• What you need to do: Return, exactly, the line that contains "[mark] apartment building" together with all lines after it to the end of the entries, and no further lines.

• Records from a data source:
○ ○ ○
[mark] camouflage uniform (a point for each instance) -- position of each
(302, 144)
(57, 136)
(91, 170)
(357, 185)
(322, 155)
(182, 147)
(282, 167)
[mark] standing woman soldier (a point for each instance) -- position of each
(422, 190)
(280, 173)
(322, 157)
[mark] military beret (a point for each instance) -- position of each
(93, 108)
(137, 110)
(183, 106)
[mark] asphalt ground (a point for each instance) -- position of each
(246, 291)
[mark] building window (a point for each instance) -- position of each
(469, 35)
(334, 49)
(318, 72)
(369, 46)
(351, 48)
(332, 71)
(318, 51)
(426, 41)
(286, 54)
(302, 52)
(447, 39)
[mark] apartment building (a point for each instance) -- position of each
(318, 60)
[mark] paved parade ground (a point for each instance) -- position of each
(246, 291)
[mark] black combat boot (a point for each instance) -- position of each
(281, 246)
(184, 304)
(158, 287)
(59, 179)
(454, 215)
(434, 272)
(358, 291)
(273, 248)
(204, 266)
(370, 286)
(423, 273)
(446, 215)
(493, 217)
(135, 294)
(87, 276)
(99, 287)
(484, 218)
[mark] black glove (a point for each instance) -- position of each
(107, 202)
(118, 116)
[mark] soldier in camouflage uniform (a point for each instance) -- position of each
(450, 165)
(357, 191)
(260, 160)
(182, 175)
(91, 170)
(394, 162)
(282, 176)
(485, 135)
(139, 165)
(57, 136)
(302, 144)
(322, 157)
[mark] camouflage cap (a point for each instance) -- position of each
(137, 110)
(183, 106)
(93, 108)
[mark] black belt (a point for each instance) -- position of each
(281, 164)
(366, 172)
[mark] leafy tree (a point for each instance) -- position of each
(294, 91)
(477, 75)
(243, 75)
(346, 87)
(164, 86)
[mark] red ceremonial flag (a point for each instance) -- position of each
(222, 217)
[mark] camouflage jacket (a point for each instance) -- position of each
○ ○ ○
• Result of this exercise:
[mark] apartment building (a point for each instance) -- position of each
(318, 60)
[mark] paved parade ground (a point for each instance) -- position of each
(246, 291)
[mark] black combat boot (a point for each instance) -- position of each
(281, 246)
(184, 304)
(158, 287)
(59, 179)
(454, 215)
(434, 272)
(358, 291)
(273, 248)
(204, 266)
(370, 286)
(423, 273)
(446, 215)
(493, 217)
(135, 294)
(87, 276)
(99, 287)
(484, 218)
[mark] black glove (a point for each instance) -- position of each
(107, 202)
(118, 116)
[mark] soldier in camouflage uniform (a point for each instance) -- position of each
(450, 165)
(357, 191)
(260, 160)
(182, 175)
(91, 170)
(394, 162)
(282, 176)
(485, 135)
(139, 165)
(57, 136)
(302, 144)
(322, 157)
[mark] camouflage cap (a point for each instance) -- position of each
(137, 110)
(183, 106)
(93, 108)
[mark] black belt (a point for each instance) -- position of each
(281, 164)
(366, 172)
[mark] leafy tree (a point for each instance) -- position of each
(294, 91)
(477, 75)
(243, 75)
(346, 87)
(164, 86)
[mark] red ceremonial flag (a point for each instance) -- position of each
(222, 217)
[mark] camouflage jacket (a point for each instance) -- position of each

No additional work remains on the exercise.